Records drawn from a dataset:
◇ ◇ ◇ ◇ ◇ ◇ ◇

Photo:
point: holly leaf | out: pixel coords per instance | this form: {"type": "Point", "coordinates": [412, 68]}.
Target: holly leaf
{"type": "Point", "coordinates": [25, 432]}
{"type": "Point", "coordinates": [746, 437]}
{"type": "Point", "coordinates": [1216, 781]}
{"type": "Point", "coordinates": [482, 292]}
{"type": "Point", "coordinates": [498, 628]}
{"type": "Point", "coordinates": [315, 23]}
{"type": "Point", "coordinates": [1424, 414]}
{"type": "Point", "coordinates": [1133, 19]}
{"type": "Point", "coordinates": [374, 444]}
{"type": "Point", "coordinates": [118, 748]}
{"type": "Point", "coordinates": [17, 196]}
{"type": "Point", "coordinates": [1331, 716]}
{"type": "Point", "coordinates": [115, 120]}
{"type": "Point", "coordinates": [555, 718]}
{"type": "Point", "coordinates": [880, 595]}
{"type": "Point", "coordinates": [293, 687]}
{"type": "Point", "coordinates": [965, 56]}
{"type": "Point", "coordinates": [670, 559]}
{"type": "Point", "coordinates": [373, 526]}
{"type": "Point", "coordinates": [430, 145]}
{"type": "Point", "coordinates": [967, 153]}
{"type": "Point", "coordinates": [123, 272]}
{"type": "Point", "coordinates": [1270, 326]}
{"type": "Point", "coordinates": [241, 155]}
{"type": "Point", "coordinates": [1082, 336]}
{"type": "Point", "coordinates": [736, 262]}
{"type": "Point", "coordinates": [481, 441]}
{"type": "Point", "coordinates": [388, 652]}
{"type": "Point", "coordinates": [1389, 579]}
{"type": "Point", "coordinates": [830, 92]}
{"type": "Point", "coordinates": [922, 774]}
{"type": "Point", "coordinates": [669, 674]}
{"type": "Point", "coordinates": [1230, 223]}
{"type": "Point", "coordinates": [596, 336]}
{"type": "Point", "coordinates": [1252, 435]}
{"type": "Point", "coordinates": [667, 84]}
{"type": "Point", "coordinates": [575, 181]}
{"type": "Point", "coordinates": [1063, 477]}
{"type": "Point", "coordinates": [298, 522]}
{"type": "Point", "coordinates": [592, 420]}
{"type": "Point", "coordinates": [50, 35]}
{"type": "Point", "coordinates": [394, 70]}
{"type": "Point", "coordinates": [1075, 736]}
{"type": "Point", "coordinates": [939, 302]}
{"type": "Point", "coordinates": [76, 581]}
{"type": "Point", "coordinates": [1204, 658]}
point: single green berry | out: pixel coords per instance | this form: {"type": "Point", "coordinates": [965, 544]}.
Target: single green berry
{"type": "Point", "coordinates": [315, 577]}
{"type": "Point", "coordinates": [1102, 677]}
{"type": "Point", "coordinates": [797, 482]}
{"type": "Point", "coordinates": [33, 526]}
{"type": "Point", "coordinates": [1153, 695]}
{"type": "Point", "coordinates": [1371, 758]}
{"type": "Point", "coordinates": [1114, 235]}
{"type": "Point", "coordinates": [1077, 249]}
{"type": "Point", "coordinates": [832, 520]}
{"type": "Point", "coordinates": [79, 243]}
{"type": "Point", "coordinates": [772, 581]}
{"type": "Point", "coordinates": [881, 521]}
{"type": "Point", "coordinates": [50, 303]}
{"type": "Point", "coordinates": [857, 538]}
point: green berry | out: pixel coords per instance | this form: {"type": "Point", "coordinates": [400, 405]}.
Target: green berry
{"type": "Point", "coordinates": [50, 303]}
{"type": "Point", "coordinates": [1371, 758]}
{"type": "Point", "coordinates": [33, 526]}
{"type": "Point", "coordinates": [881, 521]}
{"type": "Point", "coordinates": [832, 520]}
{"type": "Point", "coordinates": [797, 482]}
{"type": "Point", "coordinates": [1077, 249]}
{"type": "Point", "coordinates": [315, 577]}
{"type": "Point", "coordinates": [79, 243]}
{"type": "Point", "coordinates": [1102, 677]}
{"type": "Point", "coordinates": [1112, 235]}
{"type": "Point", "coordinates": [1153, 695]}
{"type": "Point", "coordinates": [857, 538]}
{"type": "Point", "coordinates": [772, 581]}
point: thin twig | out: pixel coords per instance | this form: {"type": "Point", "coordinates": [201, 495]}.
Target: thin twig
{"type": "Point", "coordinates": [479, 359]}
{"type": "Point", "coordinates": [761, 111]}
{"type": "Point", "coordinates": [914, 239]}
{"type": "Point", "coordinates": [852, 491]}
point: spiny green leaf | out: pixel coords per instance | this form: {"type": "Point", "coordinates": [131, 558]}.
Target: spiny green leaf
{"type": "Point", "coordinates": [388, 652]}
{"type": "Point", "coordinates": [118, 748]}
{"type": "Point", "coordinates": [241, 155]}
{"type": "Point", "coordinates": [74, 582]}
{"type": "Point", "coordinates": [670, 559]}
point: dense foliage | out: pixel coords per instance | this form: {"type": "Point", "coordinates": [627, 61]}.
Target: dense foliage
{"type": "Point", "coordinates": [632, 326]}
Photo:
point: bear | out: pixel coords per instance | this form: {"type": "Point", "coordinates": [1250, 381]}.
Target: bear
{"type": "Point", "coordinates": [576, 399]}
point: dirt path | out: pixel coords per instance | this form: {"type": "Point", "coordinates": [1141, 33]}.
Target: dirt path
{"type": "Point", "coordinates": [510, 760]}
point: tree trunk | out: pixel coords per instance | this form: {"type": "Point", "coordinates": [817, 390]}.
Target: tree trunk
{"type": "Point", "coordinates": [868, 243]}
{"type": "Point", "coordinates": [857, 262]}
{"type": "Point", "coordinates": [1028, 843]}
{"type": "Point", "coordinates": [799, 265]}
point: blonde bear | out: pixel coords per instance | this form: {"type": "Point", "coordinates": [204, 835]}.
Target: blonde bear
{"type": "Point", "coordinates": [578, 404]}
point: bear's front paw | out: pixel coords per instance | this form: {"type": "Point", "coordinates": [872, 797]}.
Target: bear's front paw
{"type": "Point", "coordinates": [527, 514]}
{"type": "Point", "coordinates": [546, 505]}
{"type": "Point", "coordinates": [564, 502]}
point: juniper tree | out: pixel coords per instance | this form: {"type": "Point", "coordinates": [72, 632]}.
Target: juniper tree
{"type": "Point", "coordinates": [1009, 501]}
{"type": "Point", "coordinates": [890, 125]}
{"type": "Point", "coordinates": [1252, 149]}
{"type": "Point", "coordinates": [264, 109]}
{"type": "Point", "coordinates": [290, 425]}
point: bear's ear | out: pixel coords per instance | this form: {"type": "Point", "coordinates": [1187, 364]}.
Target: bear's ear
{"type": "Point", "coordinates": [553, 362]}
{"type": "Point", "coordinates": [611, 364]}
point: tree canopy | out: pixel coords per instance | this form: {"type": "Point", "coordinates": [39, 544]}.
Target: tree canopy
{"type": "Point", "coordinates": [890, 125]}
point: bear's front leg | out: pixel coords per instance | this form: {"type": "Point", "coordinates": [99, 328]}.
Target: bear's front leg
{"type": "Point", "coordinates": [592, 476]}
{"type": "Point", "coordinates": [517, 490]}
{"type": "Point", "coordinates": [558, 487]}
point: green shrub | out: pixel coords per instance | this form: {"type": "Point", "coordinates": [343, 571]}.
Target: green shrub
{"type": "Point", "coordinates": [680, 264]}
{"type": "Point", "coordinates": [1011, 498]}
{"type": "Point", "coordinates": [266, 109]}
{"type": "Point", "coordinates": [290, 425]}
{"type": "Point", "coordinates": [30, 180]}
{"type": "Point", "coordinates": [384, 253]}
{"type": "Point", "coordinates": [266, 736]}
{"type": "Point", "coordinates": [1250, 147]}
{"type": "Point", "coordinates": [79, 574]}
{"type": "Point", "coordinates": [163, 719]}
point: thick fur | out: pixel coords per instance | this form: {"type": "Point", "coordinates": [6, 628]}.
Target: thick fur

◇ ◇ ◇ ◇ ◇ ◇ ◇

**What the task asks**
Your task is to copy every entry above, exactly as written.

**Answer section**
Photo:
point: holly leaf | out: pixel coords per instance | this form: {"type": "Point", "coordinates": [412, 68]}.
Target: holly leaf
{"type": "Point", "coordinates": [25, 432]}
{"type": "Point", "coordinates": [746, 437]}
{"type": "Point", "coordinates": [1216, 781]}
{"type": "Point", "coordinates": [482, 292]}
{"type": "Point", "coordinates": [498, 628]}
{"type": "Point", "coordinates": [315, 23]}
{"type": "Point", "coordinates": [1424, 414]}
{"type": "Point", "coordinates": [1133, 19]}
{"type": "Point", "coordinates": [374, 444]}
{"type": "Point", "coordinates": [118, 748]}
{"type": "Point", "coordinates": [17, 196]}
{"type": "Point", "coordinates": [1331, 716]}
{"type": "Point", "coordinates": [115, 120]}
{"type": "Point", "coordinates": [555, 718]}
{"type": "Point", "coordinates": [880, 595]}
{"type": "Point", "coordinates": [293, 687]}
{"type": "Point", "coordinates": [965, 56]}
{"type": "Point", "coordinates": [670, 559]}
{"type": "Point", "coordinates": [373, 526]}
{"type": "Point", "coordinates": [430, 145]}
{"type": "Point", "coordinates": [967, 153]}
{"type": "Point", "coordinates": [123, 272]}
{"type": "Point", "coordinates": [1270, 326]}
{"type": "Point", "coordinates": [241, 155]}
{"type": "Point", "coordinates": [1082, 336]}
{"type": "Point", "coordinates": [736, 262]}
{"type": "Point", "coordinates": [481, 441]}
{"type": "Point", "coordinates": [388, 652]}
{"type": "Point", "coordinates": [1389, 579]}
{"type": "Point", "coordinates": [830, 92]}
{"type": "Point", "coordinates": [922, 774]}
{"type": "Point", "coordinates": [669, 674]}
{"type": "Point", "coordinates": [1230, 223]}
{"type": "Point", "coordinates": [596, 336]}
{"type": "Point", "coordinates": [1252, 435]}
{"type": "Point", "coordinates": [667, 84]}
{"type": "Point", "coordinates": [575, 181]}
{"type": "Point", "coordinates": [1063, 477]}
{"type": "Point", "coordinates": [298, 522]}
{"type": "Point", "coordinates": [592, 420]}
{"type": "Point", "coordinates": [50, 35]}
{"type": "Point", "coordinates": [394, 70]}
{"type": "Point", "coordinates": [1075, 736]}
{"type": "Point", "coordinates": [939, 302]}
{"type": "Point", "coordinates": [76, 581]}
{"type": "Point", "coordinates": [1204, 658]}
point: single green berry | out: pixel coords per instance | this form: {"type": "Point", "coordinates": [965, 544]}.
Target: single green berry
{"type": "Point", "coordinates": [315, 577]}
{"type": "Point", "coordinates": [1102, 677]}
{"type": "Point", "coordinates": [797, 482]}
{"type": "Point", "coordinates": [33, 526]}
{"type": "Point", "coordinates": [1153, 695]}
{"type": "Point", "coordinates": [1371, 758]}
{"type": "Point", "coordinates": [1114, 235]}
{"type": "Point", "coordinates": [1077, 249]}
{"type": "Point", "coordinates": [832, 520]}
{"type": "Point", "coordinates": [79, 243]}
{"type": "Point", "coordinates": [772, 581]}
{"type": "Point", "coordinates": [881, 521]}
{"type": "Point", "coordinates": [50, 303]}
{"type": "Point", "coordinates": [857, 538]}
point: green berry | out: pixel coords per instance | this form: {"type": "Point", "coordinates": [400, 405]}.
Target: green berry
{"type": "Point", "coordinates": [50, 303]}
{"type": "Point", "coordinates": [1371, 758]}
{"type": "Point", "coordinates": [33, 526]}
{"type": "Point", "coordinates": [881, 521]}
{"type": "Point", "coordinates": [832, 520]}
{"type": "Point", "coordinates": [797, 482]}
{"type": "Point", "coordinates": [1077, 249]}
{"type": "Point", "coordinates": [315, 577]}
{"type": "Point", "coordinates": [79, 243]}
{"type": "Point", "coordinates": [1102, 677]}
{"type": "Point", "coordinates": [1112, 235]}
{"type": "Point", "coordinates": [1153, 695]}
{"type": "Point", "coordinates": [857, 538]}
{"type": "Point", "coordinates": [772, 581]}
point: thin twig | out: pixel coords per instance | this form: {"type": "Point", "coordinates": [201, 495]}.
Target: thin twig
{"type": "Point", "coordinates": [479, 359]}
{"type": "Point", "coordinates": [761, 111]}
{"type": "Point", "coordinates": [914, 239]}
{"type": "Point", "coordinates": [852, 491]}
point: spiny green leaf | out: pixel coords per instance | this form: {"type": "Point", "coordinates": [131, 558]}.
Target: spiny green leaf
{"type": "Point", "coordinates": [388, 652]}
{"type": "Point", "coordinates": [118, 748]}
{"type": "Point", "coordinates": [241, 155]}
{"type": "Point", "coordinates": [74, 582]}
{"type": "Point", "coordinates": [670, 559]}
point: dense foliage | out: pixel coords per instance | this form: {"type": "Point", "coordinates": [627, 61]}.
Target: dense foliage
{"type": "Point", "coordinates": [632, 326]}
Photo:
point: bear | out: pixel coords per instance | this form: {"type": "Point", "coordinates": [1250, 381]}.
Target: bear
{"type": "Point", "coordinates": [576, 399]}
point: dirt path | out: pixel coords per instance | this form: {"type": "Point", "coordinates": [1141, 33]}.
Target: dirt path
{"type": "Point", "coordinates": [510, 760]}
point: tree trunk | out: pixel coords per instance | this form: {"type": "Point", "coordinates": [817, 390]}.
Target: tree trunk
{"type": "Point", "coordinates": [868, 243]}
{"type": "Point", "coordinates": [857, 262]}
{"type": "Point", "coordinates": [1028, 843]}
{"type": "Point", "coordinates": [799, 265]}
point: blonde bear | out: pixel coords per instance | this form: {"type": "Point", "coordinates": [204, 835]}.
Target: blonde bear
{"type": "Point", "coordinates": [578, 404]}
point: bear's front paw | out: pixel coords per instance | this form: {"type": "Point", "coordinates": [872, 797]}.
Target: bear's front paw
{"type": "Point", "coordinates": [527, 514]}
{"type": "Point", "coordinates": [546, 505]}
{"type": "Point", "coordinates": [564, 502]}
point: juniper tree | out: pixel coords per instance | this form: {"type": "Point", "coordinates": [72, 632]}.
Target: juniper tree
{"type": "Point", "coordinates": [1009, 501]}
{"type": "Point", "coordinates": [890, 125]}
{"type": "Point", "coordinates": [1252, 149]}
{"type": "Point", "coordinates": [264, 109]}
{"type": "Point", "coordinates": [290, 425]}
point: bear's ear | out: pixel coords per instance | this form: {"type": "Point", "coordinates": [1187, 364]}.
Target: bear's ear
{"type": "Point", "coordinates": [553, 362]}
{"type": "Point", "coordinates": [611, 364]}
point: tree canopy | out: pixel coords per instance | this form: {"type": "Point", "coordinates": [39, 544]}.
Target: tree canopy
{"type": "Point", "coordinates": [890, 125]}
point: bear's front leg | out: pixel coords per instance | this form: {"type": "Point", "coordinates": [99, 328]}.
Target: bear's front leg
{"type": "Point", "coordinates": [592, 476]}
{"type": "Point", "coordinates": [517, 490]}
{"type": "Point", "coordinates": [558, 487]}
point: green shrub | out: pixel coords per instance | this form: {"type": "Point", "coordinates": [343, 571]}.
Target: green shrub
{"type": "Point", "coordinates": [680, 264]}
{"type": "Point", "coordinates": [1011, 498]}
{"type": "Point", "coordinates": [266, 109]}
{"type": "Point", "coordinates": [290, 425]}
{"type": "Point", "coordinates": [30, 180]}
{"type": "Point", "coordinates": [384, 253]}
{"type": "Point", "coordinates": [266, 736]}
{"type": "Point", "coordinates": [1250, 147]}
{"type": "Point", "coordinates": [79, 574]}
{"type": "Point", "coordinates": [163, 719]}
point: thick fur | out: pixel coords per instance | this form: {"type": "Point", "coordinates": [6, 628]}.
Target: thick fur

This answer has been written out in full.